Saved entries
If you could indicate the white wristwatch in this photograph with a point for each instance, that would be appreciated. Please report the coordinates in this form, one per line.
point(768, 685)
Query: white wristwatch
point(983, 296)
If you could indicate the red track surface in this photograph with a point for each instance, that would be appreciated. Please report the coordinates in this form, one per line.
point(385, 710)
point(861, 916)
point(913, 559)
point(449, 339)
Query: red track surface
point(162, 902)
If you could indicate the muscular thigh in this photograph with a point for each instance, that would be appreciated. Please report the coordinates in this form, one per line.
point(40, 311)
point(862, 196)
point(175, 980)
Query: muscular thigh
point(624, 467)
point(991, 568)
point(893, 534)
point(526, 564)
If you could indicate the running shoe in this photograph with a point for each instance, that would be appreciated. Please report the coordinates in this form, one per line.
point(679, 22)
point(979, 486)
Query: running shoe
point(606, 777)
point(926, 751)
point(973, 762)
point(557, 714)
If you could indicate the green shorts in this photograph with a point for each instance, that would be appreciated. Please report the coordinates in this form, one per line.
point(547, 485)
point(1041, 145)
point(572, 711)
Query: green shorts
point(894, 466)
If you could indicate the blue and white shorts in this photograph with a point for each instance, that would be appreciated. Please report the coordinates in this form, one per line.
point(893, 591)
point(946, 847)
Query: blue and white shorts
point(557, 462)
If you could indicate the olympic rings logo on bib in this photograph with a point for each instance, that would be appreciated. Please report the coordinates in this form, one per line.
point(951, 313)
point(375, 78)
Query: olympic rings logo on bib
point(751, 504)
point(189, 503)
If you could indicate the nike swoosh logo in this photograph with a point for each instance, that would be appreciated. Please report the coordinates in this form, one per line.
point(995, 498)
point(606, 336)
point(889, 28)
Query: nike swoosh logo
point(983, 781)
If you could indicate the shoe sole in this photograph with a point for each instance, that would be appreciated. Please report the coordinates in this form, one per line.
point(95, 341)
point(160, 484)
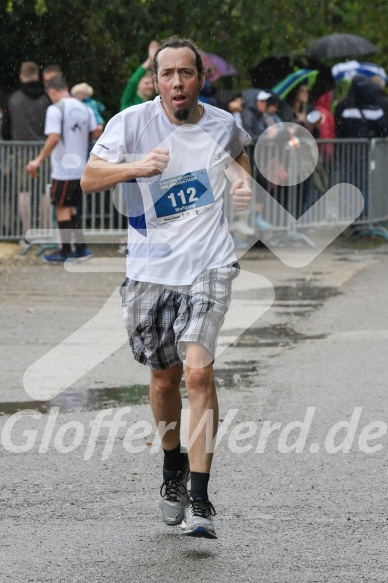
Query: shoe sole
point(175, 522)
point(78, 259)
point(84, 258)
point(49, 262)
point(200, 532)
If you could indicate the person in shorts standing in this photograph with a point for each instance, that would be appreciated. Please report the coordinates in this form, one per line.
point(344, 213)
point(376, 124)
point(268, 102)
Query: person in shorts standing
point(171, 155)
point(69, 126)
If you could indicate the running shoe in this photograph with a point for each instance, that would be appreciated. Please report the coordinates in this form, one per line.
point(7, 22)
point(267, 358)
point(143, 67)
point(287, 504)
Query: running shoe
point(173, 494)
point(57, 258)
point(81, 255)
point(198, 518)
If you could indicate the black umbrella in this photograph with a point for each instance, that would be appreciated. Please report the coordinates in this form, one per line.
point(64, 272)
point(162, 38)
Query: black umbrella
point(341, 45)
point(274, 69)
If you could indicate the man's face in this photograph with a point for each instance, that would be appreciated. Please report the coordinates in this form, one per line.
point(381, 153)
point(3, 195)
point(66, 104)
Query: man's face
point(178, 83)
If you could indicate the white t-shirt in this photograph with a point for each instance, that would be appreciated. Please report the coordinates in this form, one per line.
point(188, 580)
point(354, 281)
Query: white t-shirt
point(161, 247)
point(74, 121)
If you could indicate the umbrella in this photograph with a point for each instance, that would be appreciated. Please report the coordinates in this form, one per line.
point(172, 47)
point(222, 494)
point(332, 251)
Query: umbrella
point(217, 66)
point(341, 45)
point(349, 69)
point(305, 76)
point(274, 69)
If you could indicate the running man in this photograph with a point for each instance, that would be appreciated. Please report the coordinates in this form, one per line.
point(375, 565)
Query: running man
point(173, 152)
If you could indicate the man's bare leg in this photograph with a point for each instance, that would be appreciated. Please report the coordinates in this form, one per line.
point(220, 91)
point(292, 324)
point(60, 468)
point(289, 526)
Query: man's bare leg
point(25, 211)
point(203, 406)
point(201, 391)
point(166, 402)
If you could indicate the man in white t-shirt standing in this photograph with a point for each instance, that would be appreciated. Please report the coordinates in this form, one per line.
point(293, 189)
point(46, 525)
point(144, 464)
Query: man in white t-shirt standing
point(171, 155)
point(69, 126)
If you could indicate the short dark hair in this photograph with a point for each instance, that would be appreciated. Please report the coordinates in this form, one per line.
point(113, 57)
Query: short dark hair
point(58, 82)
point(176, 42)
point(52, 69)
point(29, 70)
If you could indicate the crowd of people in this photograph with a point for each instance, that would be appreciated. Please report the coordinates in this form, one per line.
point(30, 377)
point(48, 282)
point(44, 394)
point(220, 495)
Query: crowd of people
point(361, 113)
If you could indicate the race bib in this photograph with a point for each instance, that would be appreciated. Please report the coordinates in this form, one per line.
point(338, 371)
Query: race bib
point(182, 196)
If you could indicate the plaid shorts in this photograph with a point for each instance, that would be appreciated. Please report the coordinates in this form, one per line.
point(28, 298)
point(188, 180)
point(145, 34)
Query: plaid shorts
point(161, 319)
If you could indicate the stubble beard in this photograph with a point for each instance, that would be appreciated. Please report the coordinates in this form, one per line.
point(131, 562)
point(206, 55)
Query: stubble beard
point(182, 114)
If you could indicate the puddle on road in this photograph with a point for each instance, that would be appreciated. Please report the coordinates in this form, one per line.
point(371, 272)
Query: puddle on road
point(83, 400)
point(72, 401)
point(234, 376)
point(274, 336)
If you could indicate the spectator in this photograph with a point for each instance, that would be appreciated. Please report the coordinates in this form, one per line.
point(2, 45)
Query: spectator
point(358, 114)
point(84, 93)
point(140, 87)
point(296, 105)
point(326, 126)
point(24, 118)
point(69, 126)
point(206, 95)
point(49, 72)
point(382, 97)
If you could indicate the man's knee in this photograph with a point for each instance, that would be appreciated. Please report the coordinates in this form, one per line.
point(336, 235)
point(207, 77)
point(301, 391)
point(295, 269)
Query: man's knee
point(199, 381)
point(166, 382)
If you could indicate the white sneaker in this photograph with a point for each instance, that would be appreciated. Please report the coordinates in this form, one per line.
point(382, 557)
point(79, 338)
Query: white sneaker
point(174, 496)
point(198, 519)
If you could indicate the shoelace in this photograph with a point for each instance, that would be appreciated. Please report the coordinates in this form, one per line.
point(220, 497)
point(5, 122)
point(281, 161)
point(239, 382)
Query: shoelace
point(173, 488)
point(199, 507)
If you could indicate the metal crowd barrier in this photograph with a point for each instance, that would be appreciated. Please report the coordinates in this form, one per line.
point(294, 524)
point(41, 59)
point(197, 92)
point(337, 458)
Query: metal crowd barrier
point(358, 162)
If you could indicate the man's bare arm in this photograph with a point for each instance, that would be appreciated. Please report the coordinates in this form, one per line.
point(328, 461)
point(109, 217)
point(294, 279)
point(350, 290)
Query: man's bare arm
point(239, 174)
point(101, 175)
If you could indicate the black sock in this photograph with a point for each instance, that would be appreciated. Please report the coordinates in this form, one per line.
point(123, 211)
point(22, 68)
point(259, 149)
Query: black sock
point(65, 237)
point(76, 226)
point(173, 459)
point(199, 482)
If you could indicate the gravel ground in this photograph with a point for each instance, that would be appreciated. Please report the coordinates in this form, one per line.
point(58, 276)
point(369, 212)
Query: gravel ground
point(91, 515)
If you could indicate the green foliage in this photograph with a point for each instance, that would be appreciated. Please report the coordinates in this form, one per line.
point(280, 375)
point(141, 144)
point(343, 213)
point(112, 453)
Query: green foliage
point(102, 42)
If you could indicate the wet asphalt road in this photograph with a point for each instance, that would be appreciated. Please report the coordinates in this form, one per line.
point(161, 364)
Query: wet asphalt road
point(90, 515)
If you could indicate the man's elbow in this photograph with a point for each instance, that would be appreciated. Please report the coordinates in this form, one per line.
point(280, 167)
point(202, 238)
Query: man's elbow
point(86, 183)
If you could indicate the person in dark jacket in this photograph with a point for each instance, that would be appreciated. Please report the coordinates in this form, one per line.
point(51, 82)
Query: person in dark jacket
point(24, 119)
point(358, 115)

Instructions for the task -> Using the data above, reproduce exactly the lines from the line that contains "point(354, 281)" through the line that contains "point(172, 47)", including both.

Solution below ->
point(354, 281)
Query: white t-shirt
point(161, 247)
point(74, 121)
If you could indicate the umbrella in this photograph with a point for each instance, that would be appreciated. Please report the coordinates in this form, one per line.
point(172, 47)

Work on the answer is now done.